Exactly repeat the material, dropping every picture from the copy.

***

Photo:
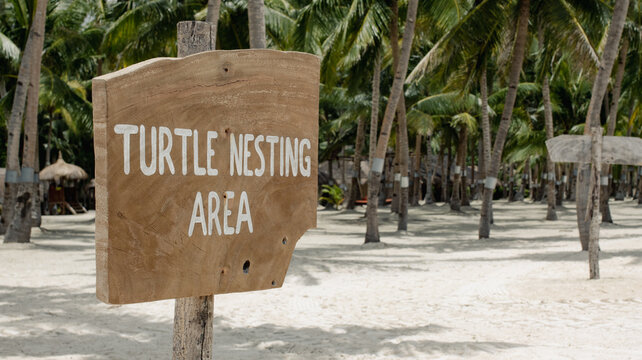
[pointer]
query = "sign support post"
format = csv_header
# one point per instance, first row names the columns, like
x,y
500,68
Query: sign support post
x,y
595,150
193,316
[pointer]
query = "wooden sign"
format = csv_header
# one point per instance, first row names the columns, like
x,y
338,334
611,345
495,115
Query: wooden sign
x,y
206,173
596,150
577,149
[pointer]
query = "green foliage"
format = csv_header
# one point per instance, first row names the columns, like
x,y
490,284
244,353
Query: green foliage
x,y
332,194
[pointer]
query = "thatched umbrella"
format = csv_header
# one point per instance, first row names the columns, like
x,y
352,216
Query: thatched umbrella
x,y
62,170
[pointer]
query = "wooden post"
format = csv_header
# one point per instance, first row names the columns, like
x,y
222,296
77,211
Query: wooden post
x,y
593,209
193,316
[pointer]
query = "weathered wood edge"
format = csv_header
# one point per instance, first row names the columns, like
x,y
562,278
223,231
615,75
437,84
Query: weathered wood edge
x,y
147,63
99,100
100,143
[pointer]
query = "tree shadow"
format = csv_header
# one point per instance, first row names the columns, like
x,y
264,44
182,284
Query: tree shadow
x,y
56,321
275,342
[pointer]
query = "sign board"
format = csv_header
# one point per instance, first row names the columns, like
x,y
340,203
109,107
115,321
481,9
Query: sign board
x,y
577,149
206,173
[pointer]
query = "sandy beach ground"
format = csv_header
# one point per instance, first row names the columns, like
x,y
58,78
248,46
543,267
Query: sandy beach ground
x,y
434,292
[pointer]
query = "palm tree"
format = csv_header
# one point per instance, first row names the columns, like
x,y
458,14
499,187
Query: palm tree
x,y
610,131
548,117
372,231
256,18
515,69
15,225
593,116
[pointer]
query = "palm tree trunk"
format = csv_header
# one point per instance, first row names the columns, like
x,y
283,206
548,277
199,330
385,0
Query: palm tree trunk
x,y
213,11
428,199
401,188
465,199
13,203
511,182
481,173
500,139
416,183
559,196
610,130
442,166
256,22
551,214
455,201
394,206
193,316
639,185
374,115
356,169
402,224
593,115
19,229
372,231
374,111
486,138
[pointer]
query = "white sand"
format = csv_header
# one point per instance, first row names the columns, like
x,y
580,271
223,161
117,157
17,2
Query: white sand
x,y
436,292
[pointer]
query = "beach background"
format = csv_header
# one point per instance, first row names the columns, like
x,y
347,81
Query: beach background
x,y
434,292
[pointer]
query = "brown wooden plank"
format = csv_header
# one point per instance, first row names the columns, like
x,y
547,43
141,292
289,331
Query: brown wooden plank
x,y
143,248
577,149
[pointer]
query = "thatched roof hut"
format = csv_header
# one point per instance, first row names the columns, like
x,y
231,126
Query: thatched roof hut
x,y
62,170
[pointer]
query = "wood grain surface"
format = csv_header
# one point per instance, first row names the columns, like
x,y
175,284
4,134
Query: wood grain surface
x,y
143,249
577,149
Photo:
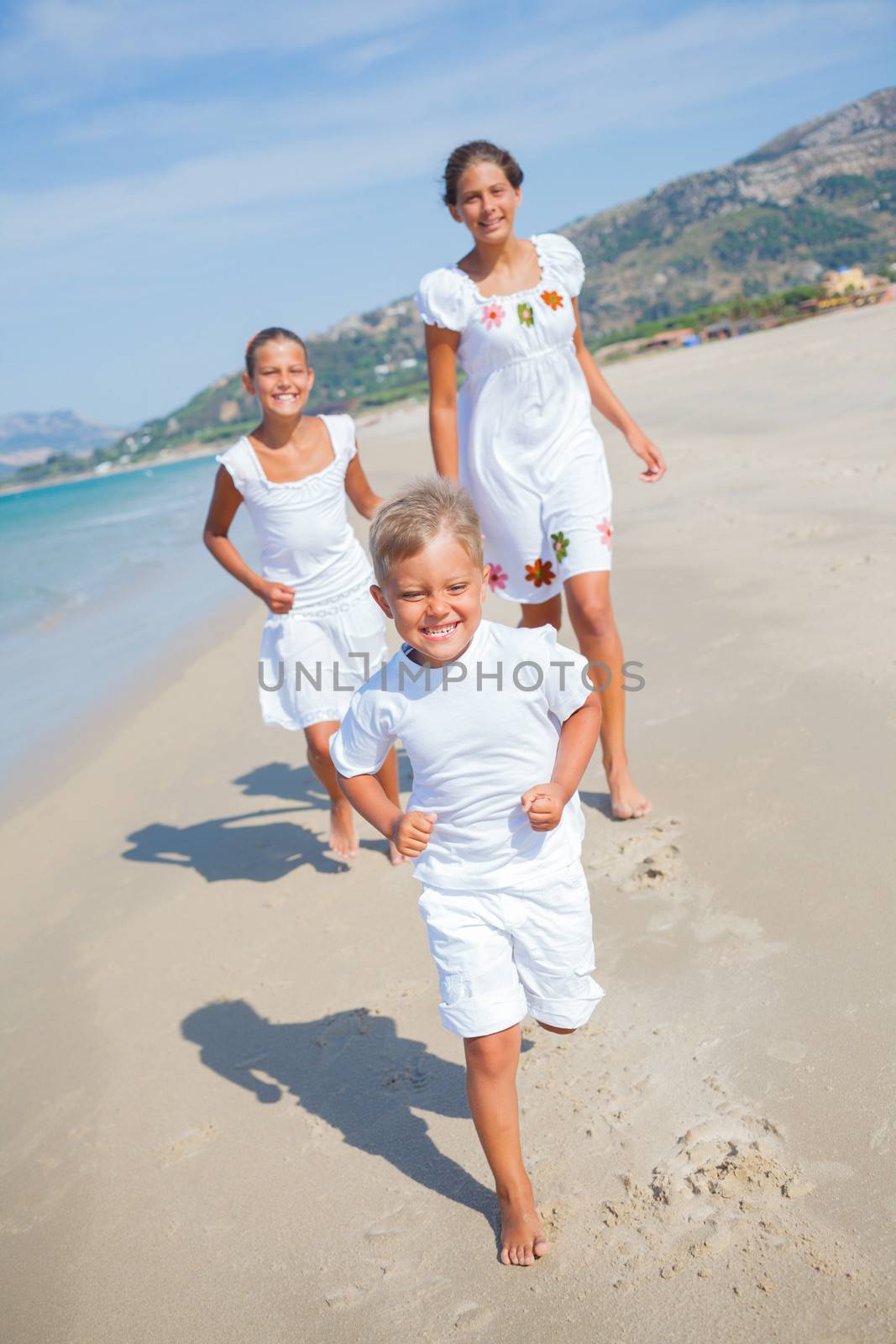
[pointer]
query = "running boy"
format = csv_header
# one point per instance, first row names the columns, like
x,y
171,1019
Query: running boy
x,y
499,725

***

§ Worked solution
Photo:
[pointer]
query = "sign support post"
format = csv_header
# one point per instance, first row names the columns, like
x,y
500,68
Query: sign support post
x,y
595,150
193,316
[pointer]
query = "wooden sign"
format = csv_header
# one point per instance, first row names the columns, like
x,y
338,334
611,345
495,115
Query: wooden sign
x,y
206,173
596,150
577,149
[pointer]
query = "green foliage"
format = csv_header
# one point per instance, first row names the columns, like
x,y
490,284
244,353
Query: green foliage
x,y
332,194
[pointer]
query = "thatched umbrella"
format = csv_header
# one point per instance, first row names the columns, like
x,y
352,216
Query: thatched umbrella
x,y
62,170
[pointer]
query = "wooden post"
format = csv_header
# one point per instance, first row names the columns, like
x,y
222,296
77,211
Query: wooden post
x,y
593,209
193,316
[pointer]
query = "weathered wood edge"
format = csv_header
# one point per instance, first row names the columns, like
x,y
562,278
223,231
615,75
437,84
Query: weathered wood edge
x,y
147,63
99,100
100,143
[pointer]
query = "tree shadow"
format = csv_header
# one point per instance, first row names the columns, like
x,y
264,44
182,284
Query: tree shadow
x,y
56,321
275,342
[pointer]
query = "sign board"
format = csv_header
# one point per instance, first row names the columns, like
x,y
340,203
109,107
115,321
481,9
Query: sign board
x,y
577,149
206,173
[pointer]
query = "sandy beach ground"
format = csv_header
# one point per instance, first row names the columns, like
x,y
58,78
248,46
543,267
Query: sandy beach ground
x,y
434,292
[pointer]
query = "palm tree"
format = csv_header
# one point per instance, first row names the columns, like
x,y
458,14
499,187
Query: palm tree
x,y
610,131
548,117
372,231
256,18
515,69
15,225
593,116
[pointer]
query = "palm tree trunk"
format = csv_header
# one point per instance, first row names the columns, like
x,y
283,206
548,277
199,330
385,0
Query: palm tree trunk
x,y
213,11
428,199
401,188
465,199
13,203
511,182
481,173
500,139
416,183
559,196
610,130
442,166
256,22
551,214
455,201
394,206
193,316
639,185
374,115
356,169
402,224
593,115
19,229
372,231
374,111
486,138
[pointer]
query = "white sand"
format = csv_header
# one point per instance, first row names the columns, like
x,y
580,271
223,161
117,157
17,2
Query: white sand
x,y
436,292
[pointer]
query = "beach background"
format = csv_header
# one point per instance, first row names the columns, like
x,y
347,81
Query: beach background
x,y
434,292
[pointer]
query = "brown wooden plank"
format = csv_header
# one point per instance, first row names the columns, like
x,y
547,43
141,292
289,331
Query: brown wooden plank
x,y
143,248
577,149
[pointer]
query = "thatched roof hut"
format = csv_header
# one point per instance, first row names the columns, like
x,y
231,126
Query: thatched roof hut
x,y
62,170
[pointer]
query = "wood grain surface"
format = csv_header
# one point per instance, first row names the columns, like
x,y
175,284
4,134
Query: wood grain surface
x,y
143,249
577,149
Photo:
[pointer]
query = "running boy"
format = csv_header
# one point per instance, first row names the columns, like
x,y
171,1019
Query: running boy
x,y
499,725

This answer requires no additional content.